[RECORDS FOR THE TASK]

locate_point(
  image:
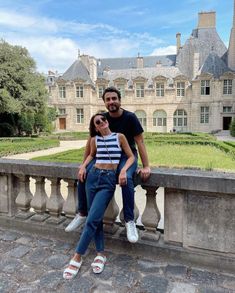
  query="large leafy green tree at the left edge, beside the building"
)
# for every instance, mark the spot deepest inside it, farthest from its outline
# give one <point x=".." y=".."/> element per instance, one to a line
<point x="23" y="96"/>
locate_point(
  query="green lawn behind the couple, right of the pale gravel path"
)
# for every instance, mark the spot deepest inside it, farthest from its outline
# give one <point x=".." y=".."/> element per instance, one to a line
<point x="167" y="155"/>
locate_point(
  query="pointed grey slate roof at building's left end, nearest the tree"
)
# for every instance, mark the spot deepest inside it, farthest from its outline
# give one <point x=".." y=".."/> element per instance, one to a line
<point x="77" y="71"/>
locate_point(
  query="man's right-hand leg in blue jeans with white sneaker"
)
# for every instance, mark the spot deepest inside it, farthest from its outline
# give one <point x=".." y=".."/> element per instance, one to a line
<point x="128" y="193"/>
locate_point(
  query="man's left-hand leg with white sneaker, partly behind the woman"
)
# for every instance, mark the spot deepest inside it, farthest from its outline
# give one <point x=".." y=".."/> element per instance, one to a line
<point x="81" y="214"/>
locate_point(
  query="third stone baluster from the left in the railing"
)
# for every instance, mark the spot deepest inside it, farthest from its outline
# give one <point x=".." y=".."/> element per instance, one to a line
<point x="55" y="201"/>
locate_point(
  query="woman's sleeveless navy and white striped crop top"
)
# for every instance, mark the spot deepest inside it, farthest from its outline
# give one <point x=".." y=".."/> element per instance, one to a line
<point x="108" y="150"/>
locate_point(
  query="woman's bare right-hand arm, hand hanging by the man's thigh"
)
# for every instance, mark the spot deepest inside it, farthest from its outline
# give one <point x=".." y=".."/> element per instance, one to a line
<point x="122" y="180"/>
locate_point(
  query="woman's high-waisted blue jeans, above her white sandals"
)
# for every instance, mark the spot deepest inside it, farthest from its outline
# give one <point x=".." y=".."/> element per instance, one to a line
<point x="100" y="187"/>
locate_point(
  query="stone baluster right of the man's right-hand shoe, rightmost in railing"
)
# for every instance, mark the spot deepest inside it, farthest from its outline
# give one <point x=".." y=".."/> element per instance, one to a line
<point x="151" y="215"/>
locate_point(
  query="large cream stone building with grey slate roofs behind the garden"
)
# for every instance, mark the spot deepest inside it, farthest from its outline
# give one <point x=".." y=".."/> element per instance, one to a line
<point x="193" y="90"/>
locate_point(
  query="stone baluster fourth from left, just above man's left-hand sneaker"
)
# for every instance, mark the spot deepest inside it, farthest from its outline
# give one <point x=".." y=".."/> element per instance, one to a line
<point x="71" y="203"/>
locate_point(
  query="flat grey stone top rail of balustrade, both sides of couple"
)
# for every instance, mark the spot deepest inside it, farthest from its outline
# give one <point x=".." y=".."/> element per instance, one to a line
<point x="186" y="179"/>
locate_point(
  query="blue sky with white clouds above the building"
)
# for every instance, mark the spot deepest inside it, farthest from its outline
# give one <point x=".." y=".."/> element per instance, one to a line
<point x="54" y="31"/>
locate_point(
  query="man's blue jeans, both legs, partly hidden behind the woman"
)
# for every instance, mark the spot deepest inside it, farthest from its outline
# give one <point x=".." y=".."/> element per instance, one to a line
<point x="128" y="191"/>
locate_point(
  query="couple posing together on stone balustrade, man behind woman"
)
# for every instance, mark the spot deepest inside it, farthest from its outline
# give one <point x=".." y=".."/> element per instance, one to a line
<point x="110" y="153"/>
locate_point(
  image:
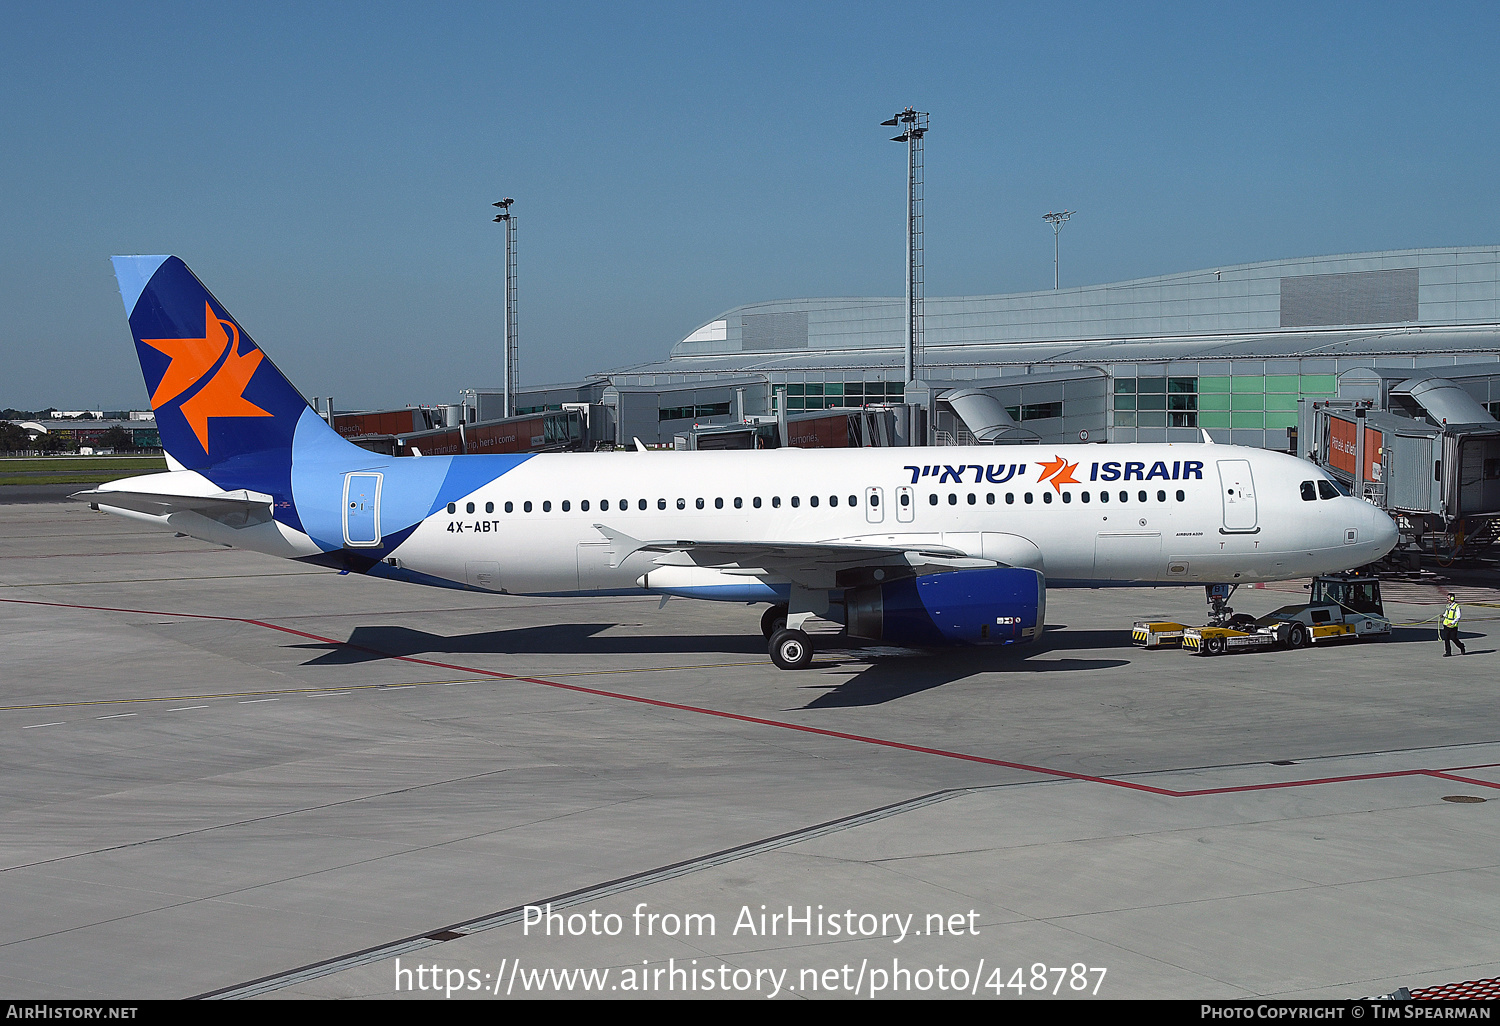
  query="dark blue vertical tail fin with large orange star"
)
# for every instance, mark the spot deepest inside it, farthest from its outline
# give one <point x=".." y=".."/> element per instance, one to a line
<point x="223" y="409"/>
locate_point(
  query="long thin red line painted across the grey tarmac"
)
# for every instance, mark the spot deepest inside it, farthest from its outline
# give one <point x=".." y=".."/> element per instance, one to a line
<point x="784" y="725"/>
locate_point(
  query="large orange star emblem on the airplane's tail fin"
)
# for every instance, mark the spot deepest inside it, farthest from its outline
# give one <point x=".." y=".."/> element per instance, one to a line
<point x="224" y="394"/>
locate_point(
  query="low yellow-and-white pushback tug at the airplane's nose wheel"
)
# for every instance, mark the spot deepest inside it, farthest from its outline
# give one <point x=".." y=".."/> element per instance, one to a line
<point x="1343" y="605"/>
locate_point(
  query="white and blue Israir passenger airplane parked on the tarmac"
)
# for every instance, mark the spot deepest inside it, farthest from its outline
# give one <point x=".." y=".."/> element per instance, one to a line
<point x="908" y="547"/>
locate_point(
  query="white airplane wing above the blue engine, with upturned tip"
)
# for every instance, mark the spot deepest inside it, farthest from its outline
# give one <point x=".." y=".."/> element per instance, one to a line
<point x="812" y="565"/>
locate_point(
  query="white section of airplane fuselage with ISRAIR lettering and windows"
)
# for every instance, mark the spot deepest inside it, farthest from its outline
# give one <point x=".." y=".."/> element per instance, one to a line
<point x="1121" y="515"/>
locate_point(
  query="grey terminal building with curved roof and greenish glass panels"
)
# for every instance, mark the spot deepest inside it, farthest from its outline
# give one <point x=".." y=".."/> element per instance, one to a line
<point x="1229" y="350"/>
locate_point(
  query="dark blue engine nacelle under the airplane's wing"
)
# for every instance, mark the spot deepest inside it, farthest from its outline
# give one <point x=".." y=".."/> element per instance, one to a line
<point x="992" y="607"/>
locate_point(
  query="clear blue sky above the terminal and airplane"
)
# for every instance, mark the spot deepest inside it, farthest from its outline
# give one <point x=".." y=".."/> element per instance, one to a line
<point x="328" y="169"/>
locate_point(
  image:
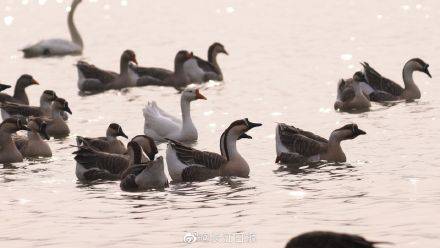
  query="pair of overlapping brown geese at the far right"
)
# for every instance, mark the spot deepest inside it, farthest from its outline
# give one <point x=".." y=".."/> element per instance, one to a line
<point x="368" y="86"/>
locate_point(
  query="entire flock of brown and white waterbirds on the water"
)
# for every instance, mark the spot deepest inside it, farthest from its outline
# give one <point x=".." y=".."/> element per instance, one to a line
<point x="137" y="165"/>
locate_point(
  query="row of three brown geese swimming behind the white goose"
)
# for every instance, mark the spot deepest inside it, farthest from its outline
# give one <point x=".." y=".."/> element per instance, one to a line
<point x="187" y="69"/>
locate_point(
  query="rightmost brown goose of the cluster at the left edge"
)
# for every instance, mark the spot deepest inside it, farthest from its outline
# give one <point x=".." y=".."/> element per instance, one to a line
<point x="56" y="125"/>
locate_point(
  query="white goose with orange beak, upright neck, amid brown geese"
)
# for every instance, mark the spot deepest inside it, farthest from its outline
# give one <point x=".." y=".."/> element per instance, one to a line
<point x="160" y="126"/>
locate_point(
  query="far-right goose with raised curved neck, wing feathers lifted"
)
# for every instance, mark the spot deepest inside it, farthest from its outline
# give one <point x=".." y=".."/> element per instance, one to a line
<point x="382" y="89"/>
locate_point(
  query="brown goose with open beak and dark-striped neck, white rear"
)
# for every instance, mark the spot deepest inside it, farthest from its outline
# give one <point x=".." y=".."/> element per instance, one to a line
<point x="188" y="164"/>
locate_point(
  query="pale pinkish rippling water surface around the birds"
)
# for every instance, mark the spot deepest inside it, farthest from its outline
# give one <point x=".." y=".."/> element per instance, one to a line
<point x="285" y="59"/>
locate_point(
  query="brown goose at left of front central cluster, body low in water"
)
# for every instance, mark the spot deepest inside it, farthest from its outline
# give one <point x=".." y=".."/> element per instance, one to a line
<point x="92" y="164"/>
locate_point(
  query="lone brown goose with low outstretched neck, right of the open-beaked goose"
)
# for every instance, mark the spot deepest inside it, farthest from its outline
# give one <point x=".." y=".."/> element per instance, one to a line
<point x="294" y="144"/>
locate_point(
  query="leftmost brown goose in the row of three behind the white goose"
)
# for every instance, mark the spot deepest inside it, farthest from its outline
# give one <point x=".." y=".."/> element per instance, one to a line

[INSTRUCTIONS FOR THE TASK] Each line above with the string "striped" in it should be located and copied.

[SOLUTION FOR THIS TASK]
  query="woman's sleeveless navy and white striped crop top"
  query="brown goose with open beak and dark-striped neck, white rear"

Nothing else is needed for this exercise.